═════ Document passage ═════

Tokenize (split) string

Syntax

int tok(string arr [n] [delim] [flags] [arr2])

 

Parameters

string - string to tokenize. Usually str variable.

arr - receives tokens. Variable of type ARRAY(str) or ARRAY(lpstr). Also can be pointer-based array of str or lpstr. Can be 0 if don't need.

n - max number of tokens required. If omitted or -1, gets all.

delim - delimiters.

flags:

1

Modify string: substitute first delimiter character after each token to 0.

  • It is useful when arr is array of lpstr.
  • string must be of type str, not lpstr.
2

If there are more than n tokens, get whole right part as last (n-1 th) token.

  • For example, if string is "a b c" and n is 2, you will get "a" and "b c" instead of "a" and "b".
4

Don't split parts enclosed in " " (double quotation marks).

  • For example, tok "a, ''b, c''" a -1 ", ''" 4 gets "a" and "b, c", not "a", "b", "c".
8 Don't split parts enclosed in ( ).
16 Don't split parts enclosed in [ ].
32 Don't split parts enclosed in { }.
64 Don't split parts enclosed in < >.
128 Don't split parts enclosed in ' '.
0x100 delim is table of delimiters.
0x200

QM 2.3.1. Recursive parsing of parts enclosed in ()[]{}<>.

  • For example, when parsing string "<a (b > c) d>" with flags 8|64, you would get 3 tokens: "a (b ", "c" and "d". With flags 8|64|0x200 will be 1 token: "a (b > c) d".
0x400

QM 2.3.1. Don't apply this default behavior of parsing parts enclosed in ()[]{}<>:

1. Characters )]}> in parts enclosed in "" are ignored.

2. A single character )]}> enclosed in ' ' is ignored.

0x1000 QM 2.3.3. Delimiters are blanks (space, tab, new line, control characters) and delim characters.
0x2000

QM 2.3.5. Always trim blanks around tokens. Also removes blank tokens.

  • For example, tok " a , b " a -1 "," 0x2000 gets "a" and "b", not " a " and " b ".

arr2 - array for parts between (after) tokens. Will have same length as arr. Can be 0 if don't need.

 

Remarks

Parses string and stores tokens in arr. Returns number of tokens.

═════

## Brief 1
Return the entries from the line containing "[tag] one dot per instance, sample [333,58]." through the end of the entries, copying each line unchanged.
The entries have no connection to the documentation above them.

═════ Data for this exercise ═════

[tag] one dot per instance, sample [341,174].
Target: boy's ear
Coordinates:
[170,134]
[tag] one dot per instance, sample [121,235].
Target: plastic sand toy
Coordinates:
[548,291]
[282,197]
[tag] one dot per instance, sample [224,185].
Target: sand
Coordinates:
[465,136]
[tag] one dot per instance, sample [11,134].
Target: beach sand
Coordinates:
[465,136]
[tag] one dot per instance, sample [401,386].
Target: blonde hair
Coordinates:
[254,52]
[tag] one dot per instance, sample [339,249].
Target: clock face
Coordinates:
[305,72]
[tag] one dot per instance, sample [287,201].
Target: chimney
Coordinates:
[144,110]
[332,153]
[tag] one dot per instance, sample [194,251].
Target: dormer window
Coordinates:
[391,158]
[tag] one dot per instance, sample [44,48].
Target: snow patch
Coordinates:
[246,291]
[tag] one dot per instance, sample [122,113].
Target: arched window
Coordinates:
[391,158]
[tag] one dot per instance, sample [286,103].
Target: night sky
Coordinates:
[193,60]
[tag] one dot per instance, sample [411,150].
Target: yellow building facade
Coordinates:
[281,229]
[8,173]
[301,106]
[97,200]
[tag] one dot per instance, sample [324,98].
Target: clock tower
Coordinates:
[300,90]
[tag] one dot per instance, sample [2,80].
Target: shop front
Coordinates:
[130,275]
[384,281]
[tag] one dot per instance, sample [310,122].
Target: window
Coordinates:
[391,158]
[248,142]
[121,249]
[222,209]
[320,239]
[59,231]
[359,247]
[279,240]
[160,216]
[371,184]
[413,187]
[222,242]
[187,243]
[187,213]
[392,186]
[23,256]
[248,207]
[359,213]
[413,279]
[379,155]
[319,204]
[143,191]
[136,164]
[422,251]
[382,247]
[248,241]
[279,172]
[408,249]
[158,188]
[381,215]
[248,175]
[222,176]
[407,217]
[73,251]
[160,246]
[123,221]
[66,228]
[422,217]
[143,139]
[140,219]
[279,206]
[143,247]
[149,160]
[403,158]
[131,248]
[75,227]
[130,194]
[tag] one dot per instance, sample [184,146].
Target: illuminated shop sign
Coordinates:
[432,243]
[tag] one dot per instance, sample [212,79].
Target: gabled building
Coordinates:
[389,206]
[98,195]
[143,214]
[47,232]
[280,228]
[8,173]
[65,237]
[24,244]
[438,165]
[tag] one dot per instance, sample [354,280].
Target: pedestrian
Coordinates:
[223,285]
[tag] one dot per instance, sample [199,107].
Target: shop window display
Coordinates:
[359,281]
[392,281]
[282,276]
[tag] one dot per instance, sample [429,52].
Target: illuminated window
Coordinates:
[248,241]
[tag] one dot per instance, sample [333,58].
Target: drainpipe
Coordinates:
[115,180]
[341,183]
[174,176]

═════

## Brief 2
Answer these questions about the tok documentation:
(a) What happens if the n parameter is omitted or set to -1?
(b) What does flag 0x2000 do?
(c) What does the function return?

## Full solution 1
[tag] one dot per instance, sample [333,58].
Target: drainpipe
Coordinates:
[115,180]
[341,183]
[174,176]

## Full solution 2
(a) It gets all tokens.
(b) It always trims blanks around tokens and also removes blank tokens.
(c) It returns the number of tokens.